[Start TEXT SEGMENT]

Hip-Hop culture is today one of the most important movements of our generation leading to revolutionary changes in music, art, dance but it has also strongly influenced the business world.

A predominantly African-American culture, the roots of Hip-Hop can be found in the suburbs of New York in the 1970s. But it was the 1980s that marked the first starting point in the advent of Hip Hop culture.

Its artists, its beats, its movements and its rhythms will truly begin to be exported beyond neighborhoods, cities and borders to start a march towards the world.

First underground, rejected, made invisible before being admired, used, appropriated, this culture becomes essential.

Hip-hop music then became a global phenomenon thanks to the success of groups like Run DMC, LL Cool and the Beasties Boys or artists such as Tupac Shakur and Snoop Dog. The rise of artists like JayZ, P-Diddy, Rihanna and Beyoncé will then impose Hip-Hop culture as dominant, making its icons much more than artists but businessmen and women among the most influential on the international scene.

This rise in power of Hip-Hop culture is noticeable in all sectors and all walks of life.

Indeed, after having been marginalized and reduced to a subculture representative of a popular, disadvantaged and colored social class, street culture, more than just Hip-Hop, becomes a marketing tool used by many brands.

This turning point took place especially in the 90’s with an increasingly strong interest from brands in Hip-Hop codes. The term "hip hop" was so popular that it became a cultural identifier for young people. Moreover, according to the Pew Research Center, more than 80% of Millennials consider themselves connected to hip-hop culture.

A growing number of marketers and advertisers recognize the power of this trend and are keen to connect with this market.


Hip-Hop culture has thus succeeded in establishing itself at the marketing, advertising and artistic level, but it is in its very essence that it shows its hegemony. Indeed, a largely dominant culture among young people, it has succeeded through its rappers, its graffiti artists, its dancers and all of its representatives in conveying messages of living together, diversity and universalism with resonance and a strong impact.

[End TEXT SEGMENT]
[Start DATASET ROWS]

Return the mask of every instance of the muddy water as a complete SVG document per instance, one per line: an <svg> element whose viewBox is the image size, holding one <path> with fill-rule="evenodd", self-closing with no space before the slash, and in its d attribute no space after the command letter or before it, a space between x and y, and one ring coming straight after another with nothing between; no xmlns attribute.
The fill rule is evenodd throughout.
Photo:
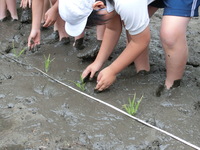
<svg viewBox="0 0 200 150"><path fill-rule="evenodd" d="M155 96L155 89L165 78L165 61L159 41L160 14L151 21L151 71L137 75L130 65L121 72L109 90L94 93L95 81L86 85L85 93L118 108L128 98L144 96L136 117L200 146L200 27L193 19L188 27L189 59L181 86ZM9 30L8 30L9 29ZM33 67L44 70L44 55L55 58L48 74L78 89L71 81L80 79L91 62L82 62L79 51L68 46L42 44L35 52L19 58L6 54L15 41L16 50L25 46L30 24L5 22L0 24L0 149L58 150L190 150L185 144L147 127L115 110L77 93L42 75ZM42 31L42 39L52 28ZM86 49L94 45L95 30L85 36ZM122 34L111 63L125 47ZM16 63L8 59L16 59Z"/></svg>

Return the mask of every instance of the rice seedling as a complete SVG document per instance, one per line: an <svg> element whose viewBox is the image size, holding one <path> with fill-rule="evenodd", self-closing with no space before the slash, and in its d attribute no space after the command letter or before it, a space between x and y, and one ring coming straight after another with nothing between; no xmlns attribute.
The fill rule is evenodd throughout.
<svg viewBox="0 0 200 150"><path fill-rule="evenodd" d="M132 100L131 98L128 99L129 104L122 105L122 108L124 108L128 114L135 115L138 111L138 108L142 99L143 99L143 96L138 101L136 101L136 94L134 94L134 97Z"/></svg>
<svg viewBox="0 0 200 150"><path fill-rule="evenodd" d="M71 81L70 82L74 83L78 88L80 88L82 91L85 91L85 82L82 76L80 75L80 80L79 81Z"/></svg>
<svg viewBox="0 0 200 150"><path fill-rule="evenodd" d="M54 59L55 59L55 58L50 59L50 57L51 57L50 54L49 54L48 57L46 57L46 56L44 55L44 70L45 70L45 72L48 72L48 71L49 71L50 64L51 64L52 61L54 61Z"/></svg>
<svg viewBox="0 0 200 150"><path fill-rule="evenodd" d="M24 47L22 50L20 50L19 52L17 52L17 50L15 49L14 42L12 42L12 53L14 54L14 56L16 58L19 58L25 52L26 52L26 47Z"/></svg>

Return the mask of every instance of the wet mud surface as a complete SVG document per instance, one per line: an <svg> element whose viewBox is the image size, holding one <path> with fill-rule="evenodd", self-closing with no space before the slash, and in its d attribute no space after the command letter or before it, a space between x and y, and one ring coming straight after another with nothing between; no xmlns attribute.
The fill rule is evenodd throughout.
<svg viewBox="0 0 200 150"><path fill-rule="evenodd" d="M136 117L200 147L200 20L192 19L188 27L189 59L180 87L156 97L166 71L159 40L160 19L160 13L151 19L149 74L137 75L134 65L130 65L109 90L94 93L93 81L86 84L84 92L120 109L135 93L138 98L143 95ZM48 74L79 90L71 81L78 81L91 61L81 61L77 54L95 46L95 29L87 30L82 51L73 48L70 38L67 46L42 43L35 53L27 51L16 58L12 43L16 51L22 50L30 27L20 22L0 23L0 150L193 149L33 68L44 71L44 55L50 54L55 60ZM51 33L52 28L42 31L42 39ZM125 43L123 33L105 66L120 54Z"/></svg>

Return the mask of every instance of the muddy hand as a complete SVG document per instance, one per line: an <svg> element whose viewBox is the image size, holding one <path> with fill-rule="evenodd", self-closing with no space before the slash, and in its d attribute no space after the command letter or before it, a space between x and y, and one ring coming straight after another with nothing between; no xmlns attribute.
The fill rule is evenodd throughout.
<svg viewBox="0 0 200 150"><path fill-rule="evenodd" d="M87 83L88 81L91 80L90 75L91 75L91 73L88 73L88 75L83 78L83 83Z"/></svg>

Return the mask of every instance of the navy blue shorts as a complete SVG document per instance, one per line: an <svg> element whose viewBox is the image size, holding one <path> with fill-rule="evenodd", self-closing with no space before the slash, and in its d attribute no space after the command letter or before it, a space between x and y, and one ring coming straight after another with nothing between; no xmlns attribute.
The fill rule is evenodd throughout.
<svg viewBox="0 0 200 150"><path fill-rule="evenodd" d="M164 8L163 15L198 17L200 0L156 0L150 6Z"/></svg>

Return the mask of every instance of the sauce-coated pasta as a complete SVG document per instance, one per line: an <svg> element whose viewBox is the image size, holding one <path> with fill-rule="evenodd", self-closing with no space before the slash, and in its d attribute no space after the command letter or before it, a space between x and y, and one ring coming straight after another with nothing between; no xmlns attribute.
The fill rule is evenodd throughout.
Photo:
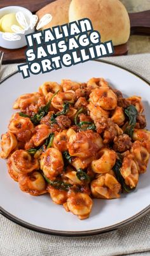
<svg viewBox="0 0 150 256"><path fill-rule="evenodd" d="M13 109L20 112L1 142L8 174L22 192L49 193L81 220L93 199L119 199L146 171L150 132L141 98L123 98L103 78L45 82Z"/></svg>

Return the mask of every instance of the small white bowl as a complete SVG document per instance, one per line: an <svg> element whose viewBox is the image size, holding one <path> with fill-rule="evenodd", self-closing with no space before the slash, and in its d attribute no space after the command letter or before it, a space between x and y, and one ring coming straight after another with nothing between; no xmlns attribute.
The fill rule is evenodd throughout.
<svg viewBox="0 0 150 256"><path fill-rule="evenodd" d="M4 7L3 8L0 9L0 19L6 14L11 13L15 13L18 11L22 11L24 14L27 22L29 24L30 19L31 18L32 13L29 10L21 6L12 6ZM17 34L19 34L21 37L20 40L8 41L3 38L2 35L4 32L0 31L0 47L7 49L17 49L18 48L24 47L24 46L27 45L25 35L33 32L34 32L34 28L31 29L29 27L29 29L25 32L25 34L16 33Z"/></svg>

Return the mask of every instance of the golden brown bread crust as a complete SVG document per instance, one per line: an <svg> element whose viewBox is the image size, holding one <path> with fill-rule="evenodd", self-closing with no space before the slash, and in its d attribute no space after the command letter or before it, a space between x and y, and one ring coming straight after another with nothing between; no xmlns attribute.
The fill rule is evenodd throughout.
<svg viewBox="0 0 150 256"><path fill-rule="evenodd" d="M49 4L46 5L36 13L39 20L46 13L52 15L51 21L43 27L43 29L55 27L55 26L62 25L69 22L69 8L71 0L57 0Z"/></svg>
<svg viewBox="0 0 150 256"><path fill-rule="evenodd" d="M125 43L130 36L130 20L119 0L72 0L69 22L89 18L100 32L101 41L112 40L114 45Z"/></svg>

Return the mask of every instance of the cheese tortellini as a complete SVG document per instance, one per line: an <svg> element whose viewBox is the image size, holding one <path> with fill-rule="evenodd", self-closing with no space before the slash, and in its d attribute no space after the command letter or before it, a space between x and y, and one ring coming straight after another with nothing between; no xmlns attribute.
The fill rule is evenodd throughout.
<svg viewBox="0 0 150 256"><path fill-rule="evenodd" d="M103 78L45 82L13 109L1 142L8 174L22 192L47 193L74 218L89 217L93 199L132 192L147 169L142 99L124 98Z"/></svg>
<svg viewBox="0 0 150 256"><path fill-rule="evenodd" d="M89 216L92 205L92 200L88 195L77 193L69 197L64 207L67 211L71 211L79 219L83 220Z"/></svg>
<svg viewBox="0 0 150 256"><path fill-rule="evenodd" d="M62 155L58 149L50 147L42 153L40 167L46 177L53 178L61 174L64 165Z"/></svg>
<svg viewBox="0 0 150 256"><path fill-rule="evenodd" d="M106 173L112 169L116 162L116 154L113 150L103 148L99 152L99 158L92 162L92 169L96 173Z"/></svg>
<svg viewBox="0 0 150 256"><path fill-rule="evenodd" d="M45 180L39 172L20 174L18 183L22 191L29 193L31 195L39 195L46 193Z"/></svg>
<svg viewBox="0 0 150 256"><path fill-rule="evenodd" d="M1 135L1 152L0 156L2 158L7 158L10 153L17 146L17 140L15 135L11 132Z"/></svg>
<svg viewBox="0 0 150 256"><path fill-rule="evenodd" d="M110 171L92 181L91 190L95 198L112 199L120 197L121 185Z"/></svg>
<svg viewBox="0 0 150 256"><path fill-rule="evenodd" d="M74 133L69 139L68 150L71 156L88 158L103 146L100 136L92 131Z"/></svg>

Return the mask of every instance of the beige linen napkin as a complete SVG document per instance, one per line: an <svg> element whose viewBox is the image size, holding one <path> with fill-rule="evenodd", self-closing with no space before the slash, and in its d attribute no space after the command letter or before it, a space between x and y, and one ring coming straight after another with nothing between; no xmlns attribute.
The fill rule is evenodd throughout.
<svg viewBox="0 0 150 256"><path fill-rule="evenodd" d="M150 80L150 54L105 59L125 66ZM4 78L17 69L16 64L3 66L0 75ZM2 215L0 225L0 256L150 255L150 213L122 229L87 237L38 233L20 227Z"/></svg>

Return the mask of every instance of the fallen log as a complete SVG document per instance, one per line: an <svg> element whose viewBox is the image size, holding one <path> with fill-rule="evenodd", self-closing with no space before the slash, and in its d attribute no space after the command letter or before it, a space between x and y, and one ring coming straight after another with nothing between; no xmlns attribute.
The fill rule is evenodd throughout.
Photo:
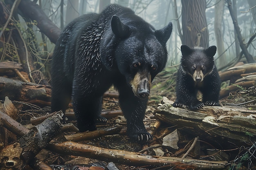
<svg viewBox="0 0 256 170"><path fill-rule="evenodd" d="M0 99L21 101L39 106L51 105L52 89L49 86L25 83L0 77Z"/></svg>
<svg viewBox="0 0 256 170"><path fill-rule="evenodd" d="M256 140L256 110L232 106L204 106L196 111L186 106L175 108L168 103L161 104L154 114L159 120L186 130L200 139L239 146L241 142Z"/></svg>
<svg viewBox="0 0 256 170"><path fill-rule="evenodd" d="M220 77L222 82L229 80L230 77L232 76L238 76L240 75L245 72L245 69L240 69L229 70L220 73Z"/></svg>
<svg viewBox="0 0 256 170"><path fill-rule="evenodd" d="M40 124L49 117L50 117L52 115L53 113L50 113L46 115L40 116L39 117L33 117L30 119L31 124L33 125L36 125ZM121 110L110 110L110 111L103 111L101 112L101 115L106 119L110 119L115 117L117 116L123 115L123 113ZM66 122L68 122L71 120L75 120L76 119L76 116L75 116L74 112L68 112L65 113L65 117L67 118L67 120Z"/></svg>
<svg viewBox="0 0 256 170"><path fill-rule="evenodd" d="M46 148L62 154L85 157L132 166L176 166L184 169L189 168L196 169L220 169L225 168L228 163L226 161L145 155L136 152L107 149L73 142L50 143Z"/></svg>
<svg viewBox="0 0 256 170"><path fill-rule="evenodd" d="M16 143L0 150L0 165L3 169L18 169L24 166L23 163L37 168L40 167L41 169L49 169L49 167L44 164L35 165L38 161L34 158L60 132L63 116L62 112L56 112L42 124L33 127Z"/></svg>
<svg viewBox="0 0 256 170"><path fill-rule="evenodd" d="M79 141L97 138L102 136L119 134L122 129L121 126L108 128L104 130L97 130L91 132L85 132L70 135L64 135L67 140Z"/></svg>
<svg viewBox="0 0 256 170"><path fill-rule="evenodd" d="M256 81L254 80L247 82L240 82L235 84L229 86L222 89L220 92L220 99L222 99L229 95L229 93L232 92L235 92L238 90L243 90L241 87L243 88L249 88L256 84Z"/></svg>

[End DATASET ROWS]

PROBLEMS TO SOLVE:
a. Write out the hip-hop text again word for word, from "This rise in" up to and including "by many brands.".
b. According to the hip-hop text, what share of Millennials consider themselves connected to hip-hop culture, citing the Pew Research Center?
These lines were taken from a different source.

FINAL ANSWERS:
a.
This rise in power of Hip-Hop culture is noticeable in all sectors and all walks of life.

Indeed, after having been marginalized and reduced to a subculture representative of a popular, disadvantaged and colored social class, street culture, more than just Hip-Hop, becomes a marketing tool used by many brands.

b. More than 80%